Given text:
I became interested in the subject of “lost knowledge” due to several experiences in my life. First, there was my stumbling across cataclysmic theories of history — really, conjectures rather than theories — when I heard of Immanuel Velikovsky in my early teens. Even then, such ideas struck me as science fiction, because the conjectures were quite elaborate while the evidence quite thin. At the same time, I respected the fact that there were people out there who were not necessarily academics, or who were experts in fields other than history, but who nonetheless wrestled with the question of the fate of civilizations and human knowledge.
Many years later, in graduate school, I came across similar ideas of lost, advanced ancient knowledge as I carried out research for my Ph.D. thesis in the history of cartography. In the course of my research, I came across several conjectures about such knowledge: first, there was Charles Hapgood’s belief in an ancient mapping of Antarctica, outlined in his 1966 book, Maps of the Ancient Sea Kings: Evidence of Advanced Civilization in the Ice Age. Hapgood was no fool: he had studied history, and he had taught college courses in that field and other subjects. His interest in maps was quite genuine, but his speculations, I found, wandered too far afield from the actual evidence. Similarly, I stumbled upon the researchers collectively known as the “Escuela Argentina de Protocartografía”: Paul Gallez, Enrique de Gandía, and Dick Edgar Ibarra Grasso. These writers argued that South America was mapped in its entirety long before the arrival of Spanish and Portuguese explorers. Enrique de Gandía was a highly respected historian, and his 1942 book entitled Primitivos Navegantes Vascos was the first to articulate the idea that the peninsula of Asia found in Ptolemy’s ancient maps actually was a very early cartographic rendering of South America. Gallez, in turn, was kind enough to carry on an extensive correspondence with me in the early 1990s about these ideas, and I found them intriguing — but as he himself noted, they were conjectural.1 In the end, the evidence for an idea so outside the well-established understanding of Ptolemy’s maps did not strike me as sufficient to change any paradigms.
Later, after the start of my academic career, I came upon other works which spoke of advanced feats in a much more remote past, such as the arguments by René Adolphe Schwaller de Lubicz for different interpretations of ancient history. Schwaller de Lubicz, although possessing some scientific training, spent much of his time studying the occult, which led to an interest in the temples of Egypt. He spent over a decade in that country, and was the founder of alternative ideas about its early history and culture. Schwaller de Lubicz’s interpretations, expressed in his 1958 book, Le Roi de la Théocratie Pharaonique, influenced more recent writers such as John Anthony West. West argued — without strong evidence — that the Sphinx is many thousands of years older than the date claimed by traditional archaeology. Then there were the works of Graham Hancock, which made related arguments, but on a much broader scale. His 1995 book, Fingerprints of the Gods: The Evidence of Earth’s Lost Civilization, speculated that early cultures such as those of ancient Egypt and Central America descended from a highly advanced civilization that had existed thousands of years before them.

Provided data:
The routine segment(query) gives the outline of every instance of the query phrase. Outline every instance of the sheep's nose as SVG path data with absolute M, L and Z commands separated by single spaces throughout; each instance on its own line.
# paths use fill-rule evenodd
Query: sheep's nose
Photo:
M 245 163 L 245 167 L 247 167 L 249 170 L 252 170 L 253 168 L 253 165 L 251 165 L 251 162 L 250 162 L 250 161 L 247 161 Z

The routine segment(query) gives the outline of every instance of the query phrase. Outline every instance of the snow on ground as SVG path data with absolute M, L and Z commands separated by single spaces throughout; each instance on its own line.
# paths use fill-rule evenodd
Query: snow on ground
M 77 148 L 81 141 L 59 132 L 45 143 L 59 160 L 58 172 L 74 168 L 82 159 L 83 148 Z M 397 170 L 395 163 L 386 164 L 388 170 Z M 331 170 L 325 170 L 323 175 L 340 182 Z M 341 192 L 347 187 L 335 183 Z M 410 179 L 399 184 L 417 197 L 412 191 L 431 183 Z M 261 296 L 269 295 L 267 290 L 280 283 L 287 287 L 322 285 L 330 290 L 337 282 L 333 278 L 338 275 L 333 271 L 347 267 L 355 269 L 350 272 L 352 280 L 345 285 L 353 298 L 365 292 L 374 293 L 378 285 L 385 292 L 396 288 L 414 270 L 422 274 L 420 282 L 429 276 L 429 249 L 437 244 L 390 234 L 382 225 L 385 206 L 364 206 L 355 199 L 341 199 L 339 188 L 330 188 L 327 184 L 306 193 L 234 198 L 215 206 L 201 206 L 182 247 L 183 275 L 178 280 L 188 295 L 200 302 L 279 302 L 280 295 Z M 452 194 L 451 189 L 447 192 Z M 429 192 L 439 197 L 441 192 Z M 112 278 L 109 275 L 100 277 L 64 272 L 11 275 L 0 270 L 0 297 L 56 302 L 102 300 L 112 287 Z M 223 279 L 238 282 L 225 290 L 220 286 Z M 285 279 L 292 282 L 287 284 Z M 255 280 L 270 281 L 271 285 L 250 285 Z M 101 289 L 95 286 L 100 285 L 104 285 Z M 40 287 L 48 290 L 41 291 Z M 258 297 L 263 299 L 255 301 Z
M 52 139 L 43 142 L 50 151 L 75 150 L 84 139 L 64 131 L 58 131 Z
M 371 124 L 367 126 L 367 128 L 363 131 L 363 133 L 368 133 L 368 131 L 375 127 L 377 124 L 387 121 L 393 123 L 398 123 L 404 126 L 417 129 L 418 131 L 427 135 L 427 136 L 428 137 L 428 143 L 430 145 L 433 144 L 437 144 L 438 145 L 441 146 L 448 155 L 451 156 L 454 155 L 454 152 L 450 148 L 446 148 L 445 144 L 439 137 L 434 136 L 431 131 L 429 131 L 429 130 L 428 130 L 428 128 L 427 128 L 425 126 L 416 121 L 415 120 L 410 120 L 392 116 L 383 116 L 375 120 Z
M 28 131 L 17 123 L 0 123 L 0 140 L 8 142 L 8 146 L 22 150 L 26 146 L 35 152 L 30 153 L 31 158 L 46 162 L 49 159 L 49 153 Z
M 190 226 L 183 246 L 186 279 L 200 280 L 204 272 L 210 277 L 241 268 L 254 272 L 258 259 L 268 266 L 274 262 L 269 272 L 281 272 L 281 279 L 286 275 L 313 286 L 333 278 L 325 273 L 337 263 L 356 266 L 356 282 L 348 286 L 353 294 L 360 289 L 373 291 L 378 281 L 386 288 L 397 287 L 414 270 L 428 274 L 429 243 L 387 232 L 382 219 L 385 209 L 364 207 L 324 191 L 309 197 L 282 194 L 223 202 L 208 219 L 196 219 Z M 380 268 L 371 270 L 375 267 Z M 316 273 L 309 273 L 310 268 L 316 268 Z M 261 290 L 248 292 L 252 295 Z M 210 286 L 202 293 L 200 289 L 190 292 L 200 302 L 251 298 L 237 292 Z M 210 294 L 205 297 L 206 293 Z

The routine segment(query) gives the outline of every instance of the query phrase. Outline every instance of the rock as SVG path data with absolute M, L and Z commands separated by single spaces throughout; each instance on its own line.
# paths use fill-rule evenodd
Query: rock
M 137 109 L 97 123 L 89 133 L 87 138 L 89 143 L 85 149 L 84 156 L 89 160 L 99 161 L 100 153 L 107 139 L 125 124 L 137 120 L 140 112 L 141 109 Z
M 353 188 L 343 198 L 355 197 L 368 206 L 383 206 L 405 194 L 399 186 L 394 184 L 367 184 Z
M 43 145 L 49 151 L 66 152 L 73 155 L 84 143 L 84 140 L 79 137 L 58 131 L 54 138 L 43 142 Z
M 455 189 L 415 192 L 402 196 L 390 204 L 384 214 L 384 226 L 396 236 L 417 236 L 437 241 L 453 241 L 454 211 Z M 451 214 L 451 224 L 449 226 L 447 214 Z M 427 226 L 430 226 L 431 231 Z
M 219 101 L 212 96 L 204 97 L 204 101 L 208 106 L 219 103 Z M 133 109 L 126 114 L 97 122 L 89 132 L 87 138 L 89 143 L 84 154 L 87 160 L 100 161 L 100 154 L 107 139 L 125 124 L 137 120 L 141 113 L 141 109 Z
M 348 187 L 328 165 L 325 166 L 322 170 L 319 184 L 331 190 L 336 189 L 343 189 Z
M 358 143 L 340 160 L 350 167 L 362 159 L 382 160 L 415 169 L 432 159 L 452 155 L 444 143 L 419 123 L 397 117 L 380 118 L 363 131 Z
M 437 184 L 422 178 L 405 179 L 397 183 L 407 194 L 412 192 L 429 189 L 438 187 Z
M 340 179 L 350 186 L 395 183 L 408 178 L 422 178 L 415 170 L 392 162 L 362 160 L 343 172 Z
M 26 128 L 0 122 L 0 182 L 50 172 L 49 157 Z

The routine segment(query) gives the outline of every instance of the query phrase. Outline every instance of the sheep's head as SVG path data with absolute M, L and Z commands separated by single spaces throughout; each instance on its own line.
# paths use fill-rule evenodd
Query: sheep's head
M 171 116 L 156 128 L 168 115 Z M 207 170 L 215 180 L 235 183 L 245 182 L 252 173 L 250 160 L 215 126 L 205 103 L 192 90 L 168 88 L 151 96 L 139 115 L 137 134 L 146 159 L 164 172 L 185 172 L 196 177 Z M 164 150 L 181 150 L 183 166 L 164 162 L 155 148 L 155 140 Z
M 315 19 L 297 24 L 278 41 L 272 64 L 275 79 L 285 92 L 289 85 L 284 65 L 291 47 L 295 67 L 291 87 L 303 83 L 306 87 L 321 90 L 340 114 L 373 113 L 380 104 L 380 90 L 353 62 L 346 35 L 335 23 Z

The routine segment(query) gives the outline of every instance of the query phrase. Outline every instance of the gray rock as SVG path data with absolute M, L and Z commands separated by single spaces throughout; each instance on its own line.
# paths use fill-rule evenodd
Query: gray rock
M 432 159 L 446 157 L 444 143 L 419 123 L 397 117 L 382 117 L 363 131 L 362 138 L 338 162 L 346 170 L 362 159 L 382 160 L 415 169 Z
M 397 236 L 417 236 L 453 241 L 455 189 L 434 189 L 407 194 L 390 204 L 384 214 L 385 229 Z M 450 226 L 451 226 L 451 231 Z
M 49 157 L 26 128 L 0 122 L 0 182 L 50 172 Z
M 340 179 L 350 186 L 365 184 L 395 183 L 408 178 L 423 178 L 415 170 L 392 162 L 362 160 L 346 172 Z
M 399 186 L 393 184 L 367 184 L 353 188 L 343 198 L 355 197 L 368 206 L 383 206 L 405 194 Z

Requests:
[1] According to the passage on lost knowledge, why did cataclysmic ideas of history strike the author as science fiction even in the author's early teens? Answer in one to three sentences.
[2] In the passage on lost knowledge, which book was the first to articulate the idea that the Asian peninsula on Ptolemy's maps was an early rendering of South America?
[3] Carry on the passage on lost knowledge from its final sentence.
The material is not needed for anything here.

Answers to the tasks:
[1] They seemed like science fiction because the conjectures were quite elaborate while the evidence for them was quite thin.

[2] Enrique de Gandía's 1942 book, Primitivos Navegantes Vascos.

[3]
My impression was then — and continues to be now — that such interpretations are fantasy, although at the same time having the capacity to compel readers to think about history in ways that transcend academic conventions. More particularly, over many years of examining these ideas, I came to understand several key points: First of all, looking at alternative models of history is important, since our current model is just that — a model. In addition, the pitfall of most of these modern writers on “alternative history”, such as Hapgood and Hancock, was that they drew too many conclusions from too little evidence. Finally — at the same time, in fact — there was a great deal of interesting evidence floating around that was being ignored, misrepresented, or not thoroughly analyzed in academic works. I realized that a different approach was needed. The debates go around and around because the same evidence, such as the famous Sphinx, can be examined and interpreted in so many different ways.
This book works with a different kind of evidence — early texts — to see how writers from Plato to Chaucer wrestled with the nature of technology and technological knowledge that might have been found then lost across the vast span of human existence. Instead of going back and forth on the same piece of evidence — that peculiar Sphinx — this book presents interesting evidence in an organized, systematic way, something that many of the speculative writers, and even some academic historians, fail to do. This book, indeed, is more about assembling evidence and providing some analysis than making any kind of far-reaching claims.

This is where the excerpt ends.